═════ Text passage
Those are the specs I am trying to design an axial Flux permanent magnet AC motor to meet. I don't see why it is not possible if I am designing for it. I am not looking for an existing motor. It is probably not far off oe spec AC motors like in the Volt/Ampera.

Have you got pics or updates on your motor?


----------



## epyon (Mar 20, 2008)

This is the gine pig . An I hope I didn't type it wrong when I said dream numbers , because I ment that for my motor , not yours . If it works the way I plane , the next motor will do 950 Ft Lbs of "touque" and 9,500 RPM's .


----------



## sirwattsalot (Aug 27, 2012)
══════════
═════ Dataset extract
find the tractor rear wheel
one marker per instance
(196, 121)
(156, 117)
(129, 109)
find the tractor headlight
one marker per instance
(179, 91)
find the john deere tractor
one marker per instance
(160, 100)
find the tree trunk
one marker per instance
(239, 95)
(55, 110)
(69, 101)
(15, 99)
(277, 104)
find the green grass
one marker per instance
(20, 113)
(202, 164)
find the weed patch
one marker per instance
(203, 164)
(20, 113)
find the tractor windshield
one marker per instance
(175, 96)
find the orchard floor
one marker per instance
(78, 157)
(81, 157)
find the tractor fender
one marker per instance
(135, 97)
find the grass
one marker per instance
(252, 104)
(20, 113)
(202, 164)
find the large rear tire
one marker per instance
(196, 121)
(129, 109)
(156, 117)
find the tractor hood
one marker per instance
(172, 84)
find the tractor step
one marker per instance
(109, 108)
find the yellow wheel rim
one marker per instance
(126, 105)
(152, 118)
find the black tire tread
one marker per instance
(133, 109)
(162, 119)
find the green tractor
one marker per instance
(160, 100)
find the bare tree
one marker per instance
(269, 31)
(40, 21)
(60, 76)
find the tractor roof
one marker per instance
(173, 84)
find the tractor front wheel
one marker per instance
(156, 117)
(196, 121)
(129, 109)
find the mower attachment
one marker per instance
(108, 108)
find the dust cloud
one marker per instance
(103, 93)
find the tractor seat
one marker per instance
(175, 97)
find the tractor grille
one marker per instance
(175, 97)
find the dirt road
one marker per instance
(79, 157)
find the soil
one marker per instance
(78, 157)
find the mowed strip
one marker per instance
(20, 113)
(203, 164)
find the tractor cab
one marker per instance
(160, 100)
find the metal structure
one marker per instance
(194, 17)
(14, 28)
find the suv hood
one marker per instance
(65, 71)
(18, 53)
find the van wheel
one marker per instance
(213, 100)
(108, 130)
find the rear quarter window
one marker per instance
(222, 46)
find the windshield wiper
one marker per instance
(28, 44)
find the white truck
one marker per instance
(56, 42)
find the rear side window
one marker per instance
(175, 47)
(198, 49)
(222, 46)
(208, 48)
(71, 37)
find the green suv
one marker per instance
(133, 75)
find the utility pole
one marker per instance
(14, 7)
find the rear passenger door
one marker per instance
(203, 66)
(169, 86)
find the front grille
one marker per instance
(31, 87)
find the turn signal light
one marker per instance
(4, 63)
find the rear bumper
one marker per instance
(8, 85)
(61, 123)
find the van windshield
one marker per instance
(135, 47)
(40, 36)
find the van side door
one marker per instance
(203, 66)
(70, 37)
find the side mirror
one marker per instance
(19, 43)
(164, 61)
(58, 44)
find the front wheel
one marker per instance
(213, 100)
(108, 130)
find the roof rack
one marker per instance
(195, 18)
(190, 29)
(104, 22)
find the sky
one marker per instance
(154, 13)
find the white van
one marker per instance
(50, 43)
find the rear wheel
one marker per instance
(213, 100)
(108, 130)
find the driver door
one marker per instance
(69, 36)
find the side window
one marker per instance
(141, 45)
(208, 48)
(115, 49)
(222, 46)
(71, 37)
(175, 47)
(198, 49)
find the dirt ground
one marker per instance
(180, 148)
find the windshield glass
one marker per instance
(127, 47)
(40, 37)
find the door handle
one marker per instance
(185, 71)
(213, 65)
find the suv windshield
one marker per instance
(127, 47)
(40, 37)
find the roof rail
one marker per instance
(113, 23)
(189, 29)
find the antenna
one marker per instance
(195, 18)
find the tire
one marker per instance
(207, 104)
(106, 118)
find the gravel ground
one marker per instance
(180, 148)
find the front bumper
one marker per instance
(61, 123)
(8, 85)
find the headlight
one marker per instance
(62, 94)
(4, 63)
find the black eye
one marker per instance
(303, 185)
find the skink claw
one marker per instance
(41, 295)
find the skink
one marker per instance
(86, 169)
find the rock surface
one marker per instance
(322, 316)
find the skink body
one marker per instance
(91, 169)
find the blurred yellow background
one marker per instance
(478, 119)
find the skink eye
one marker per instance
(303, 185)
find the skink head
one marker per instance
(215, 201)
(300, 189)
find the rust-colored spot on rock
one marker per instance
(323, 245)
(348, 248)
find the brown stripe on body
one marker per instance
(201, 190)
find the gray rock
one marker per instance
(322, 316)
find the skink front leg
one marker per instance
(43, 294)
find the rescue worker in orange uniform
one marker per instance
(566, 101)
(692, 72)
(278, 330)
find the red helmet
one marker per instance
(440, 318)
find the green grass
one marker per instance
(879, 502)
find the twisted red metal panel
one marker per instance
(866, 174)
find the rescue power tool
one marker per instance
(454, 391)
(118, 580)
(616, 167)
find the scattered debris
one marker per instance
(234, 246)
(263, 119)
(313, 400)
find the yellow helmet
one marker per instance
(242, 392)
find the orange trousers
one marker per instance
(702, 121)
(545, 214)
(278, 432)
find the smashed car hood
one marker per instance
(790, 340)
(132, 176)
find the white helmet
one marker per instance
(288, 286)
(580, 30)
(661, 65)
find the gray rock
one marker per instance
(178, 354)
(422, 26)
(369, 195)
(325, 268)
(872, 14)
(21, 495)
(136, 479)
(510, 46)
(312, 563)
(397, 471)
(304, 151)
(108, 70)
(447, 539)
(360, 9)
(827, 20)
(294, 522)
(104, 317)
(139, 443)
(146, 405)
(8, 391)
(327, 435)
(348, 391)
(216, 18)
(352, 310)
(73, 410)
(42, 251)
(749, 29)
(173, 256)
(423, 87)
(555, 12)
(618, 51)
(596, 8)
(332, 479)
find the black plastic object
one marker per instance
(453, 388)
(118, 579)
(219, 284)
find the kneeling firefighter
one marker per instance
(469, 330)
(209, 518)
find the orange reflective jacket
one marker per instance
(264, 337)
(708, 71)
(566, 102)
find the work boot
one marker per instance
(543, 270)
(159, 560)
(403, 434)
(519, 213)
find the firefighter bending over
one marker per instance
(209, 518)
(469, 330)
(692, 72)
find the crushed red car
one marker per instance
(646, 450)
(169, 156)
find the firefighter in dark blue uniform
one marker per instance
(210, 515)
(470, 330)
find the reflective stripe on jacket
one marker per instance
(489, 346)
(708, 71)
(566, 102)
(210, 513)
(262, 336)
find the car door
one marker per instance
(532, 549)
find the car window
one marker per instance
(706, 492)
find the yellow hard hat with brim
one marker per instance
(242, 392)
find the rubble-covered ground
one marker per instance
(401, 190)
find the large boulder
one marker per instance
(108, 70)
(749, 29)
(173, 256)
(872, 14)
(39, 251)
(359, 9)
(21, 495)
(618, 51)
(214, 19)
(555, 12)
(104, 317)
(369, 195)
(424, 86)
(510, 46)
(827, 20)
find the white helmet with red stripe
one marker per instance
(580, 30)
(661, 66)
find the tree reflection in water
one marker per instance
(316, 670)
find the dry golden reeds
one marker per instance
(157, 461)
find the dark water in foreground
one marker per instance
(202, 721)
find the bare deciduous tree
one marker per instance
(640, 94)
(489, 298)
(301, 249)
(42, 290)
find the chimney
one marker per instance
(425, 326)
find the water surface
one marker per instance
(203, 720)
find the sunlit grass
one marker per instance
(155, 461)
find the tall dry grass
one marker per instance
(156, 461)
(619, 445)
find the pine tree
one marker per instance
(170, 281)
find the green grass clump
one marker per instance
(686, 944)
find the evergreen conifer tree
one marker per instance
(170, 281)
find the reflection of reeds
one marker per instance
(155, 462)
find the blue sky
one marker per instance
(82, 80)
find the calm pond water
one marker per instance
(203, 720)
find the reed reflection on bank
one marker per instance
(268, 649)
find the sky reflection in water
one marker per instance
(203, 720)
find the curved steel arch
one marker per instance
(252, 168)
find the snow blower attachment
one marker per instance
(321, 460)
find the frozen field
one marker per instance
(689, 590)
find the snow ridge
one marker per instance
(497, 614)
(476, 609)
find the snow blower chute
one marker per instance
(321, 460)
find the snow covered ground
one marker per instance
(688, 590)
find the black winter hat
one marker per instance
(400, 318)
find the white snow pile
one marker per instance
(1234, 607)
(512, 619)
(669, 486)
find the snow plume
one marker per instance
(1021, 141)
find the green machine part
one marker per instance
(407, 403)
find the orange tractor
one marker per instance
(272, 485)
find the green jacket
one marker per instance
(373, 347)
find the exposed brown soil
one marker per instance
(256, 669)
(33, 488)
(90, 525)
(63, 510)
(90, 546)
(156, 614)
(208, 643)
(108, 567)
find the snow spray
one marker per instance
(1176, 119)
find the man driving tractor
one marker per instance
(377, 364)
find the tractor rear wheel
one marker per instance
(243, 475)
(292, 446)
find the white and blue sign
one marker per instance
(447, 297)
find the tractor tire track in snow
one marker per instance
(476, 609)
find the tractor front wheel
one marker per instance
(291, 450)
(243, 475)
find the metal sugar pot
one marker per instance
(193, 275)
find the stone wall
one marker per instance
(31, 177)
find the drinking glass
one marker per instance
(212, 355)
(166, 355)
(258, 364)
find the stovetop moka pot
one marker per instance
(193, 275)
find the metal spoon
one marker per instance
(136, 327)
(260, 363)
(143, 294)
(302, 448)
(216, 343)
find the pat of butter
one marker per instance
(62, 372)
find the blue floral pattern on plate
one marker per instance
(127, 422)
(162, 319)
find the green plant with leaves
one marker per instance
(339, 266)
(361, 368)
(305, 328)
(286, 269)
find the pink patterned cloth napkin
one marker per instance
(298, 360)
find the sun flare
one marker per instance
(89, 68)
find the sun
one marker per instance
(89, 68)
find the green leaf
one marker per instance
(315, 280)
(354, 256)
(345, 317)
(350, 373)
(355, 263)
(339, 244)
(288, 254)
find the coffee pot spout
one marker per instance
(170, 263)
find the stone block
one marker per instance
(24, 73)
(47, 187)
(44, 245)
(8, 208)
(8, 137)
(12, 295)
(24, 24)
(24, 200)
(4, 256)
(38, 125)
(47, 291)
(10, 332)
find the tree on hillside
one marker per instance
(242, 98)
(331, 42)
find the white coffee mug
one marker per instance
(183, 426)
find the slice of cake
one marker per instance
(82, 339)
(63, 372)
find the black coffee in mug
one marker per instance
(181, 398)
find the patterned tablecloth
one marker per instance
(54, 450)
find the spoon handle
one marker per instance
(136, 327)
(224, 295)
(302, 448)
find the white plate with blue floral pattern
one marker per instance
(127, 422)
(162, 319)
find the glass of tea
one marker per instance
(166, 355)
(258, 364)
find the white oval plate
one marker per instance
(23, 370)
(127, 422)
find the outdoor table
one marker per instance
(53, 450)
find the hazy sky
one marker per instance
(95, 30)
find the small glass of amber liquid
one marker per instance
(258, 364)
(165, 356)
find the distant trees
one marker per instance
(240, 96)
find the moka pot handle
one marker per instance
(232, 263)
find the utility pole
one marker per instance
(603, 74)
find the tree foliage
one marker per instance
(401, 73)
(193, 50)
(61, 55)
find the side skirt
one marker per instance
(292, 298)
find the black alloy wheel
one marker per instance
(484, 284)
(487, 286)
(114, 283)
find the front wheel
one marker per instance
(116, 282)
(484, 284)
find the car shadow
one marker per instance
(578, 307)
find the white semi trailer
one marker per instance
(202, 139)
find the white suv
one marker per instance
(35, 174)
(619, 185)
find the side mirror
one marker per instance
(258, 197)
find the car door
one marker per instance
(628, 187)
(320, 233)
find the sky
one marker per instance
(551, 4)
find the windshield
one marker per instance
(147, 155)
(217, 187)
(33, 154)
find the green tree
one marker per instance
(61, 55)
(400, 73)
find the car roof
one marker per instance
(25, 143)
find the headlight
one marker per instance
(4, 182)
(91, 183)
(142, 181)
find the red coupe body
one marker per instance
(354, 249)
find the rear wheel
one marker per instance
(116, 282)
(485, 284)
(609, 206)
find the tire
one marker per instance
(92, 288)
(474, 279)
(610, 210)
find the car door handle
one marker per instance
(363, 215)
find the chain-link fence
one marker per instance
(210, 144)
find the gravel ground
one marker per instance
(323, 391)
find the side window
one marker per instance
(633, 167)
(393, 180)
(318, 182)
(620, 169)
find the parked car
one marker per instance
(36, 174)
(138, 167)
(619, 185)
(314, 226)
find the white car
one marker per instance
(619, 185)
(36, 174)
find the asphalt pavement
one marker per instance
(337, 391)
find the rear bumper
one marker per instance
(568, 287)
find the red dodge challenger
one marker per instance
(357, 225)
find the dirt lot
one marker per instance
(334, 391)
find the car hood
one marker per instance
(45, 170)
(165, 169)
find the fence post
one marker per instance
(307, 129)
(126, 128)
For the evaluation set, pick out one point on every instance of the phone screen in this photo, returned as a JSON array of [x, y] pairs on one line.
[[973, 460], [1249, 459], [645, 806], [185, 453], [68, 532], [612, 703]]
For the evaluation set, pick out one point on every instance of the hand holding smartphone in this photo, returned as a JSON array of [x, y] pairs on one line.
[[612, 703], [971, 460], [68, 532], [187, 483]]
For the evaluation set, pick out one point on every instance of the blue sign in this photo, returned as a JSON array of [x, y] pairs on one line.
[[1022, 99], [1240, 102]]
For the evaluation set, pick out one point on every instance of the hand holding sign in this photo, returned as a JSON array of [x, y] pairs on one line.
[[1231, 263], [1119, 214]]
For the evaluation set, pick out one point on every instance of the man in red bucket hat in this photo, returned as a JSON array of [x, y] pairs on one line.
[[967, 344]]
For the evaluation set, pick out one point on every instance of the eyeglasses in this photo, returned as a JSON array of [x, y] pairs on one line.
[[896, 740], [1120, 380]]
══════════
Tasks to perform:
1: Which numbers appear in the motor thread? List every one.
2: How would you sum up the motor thread in two sentences?
3: Can you print the part of the motor thread that opens with the words containing "Those are the" and closes with "9,500 RPM's ."?

Task responses:
1: 20, 2008, 950, 9,500, 27, 2012

2: One poster says they are designing an axial flux permanent magnet AC motor to meet certain specs rather than looking for an existing motor, and they ask for pictures or updates on another poster's motor. In reply, epyon says the dream numbers referred to his own motor, and that if it works as planned, his next motor will do 950 ft-lbs and 9,500 RPM.

3:
Those are the specs I am trying to design an axial Flux permanent magnet AC motor to meet. I don't see why it is not possible if I am designing for it. I am not looking for an existing motor. It is probably not far off oe spec AC motors like in the Volt/Ampera.

Have you got pics or updates on your motor?


----------



## epyon (Mar 20, 2008)

This is the gine pig . An I hope I didn't type it wrong when I said dream numbers , because I ment that for my motor , not yours . If it works the way I plane , the next motor will do 950 Ft Lbs of "touque" and 9,500 RPM's .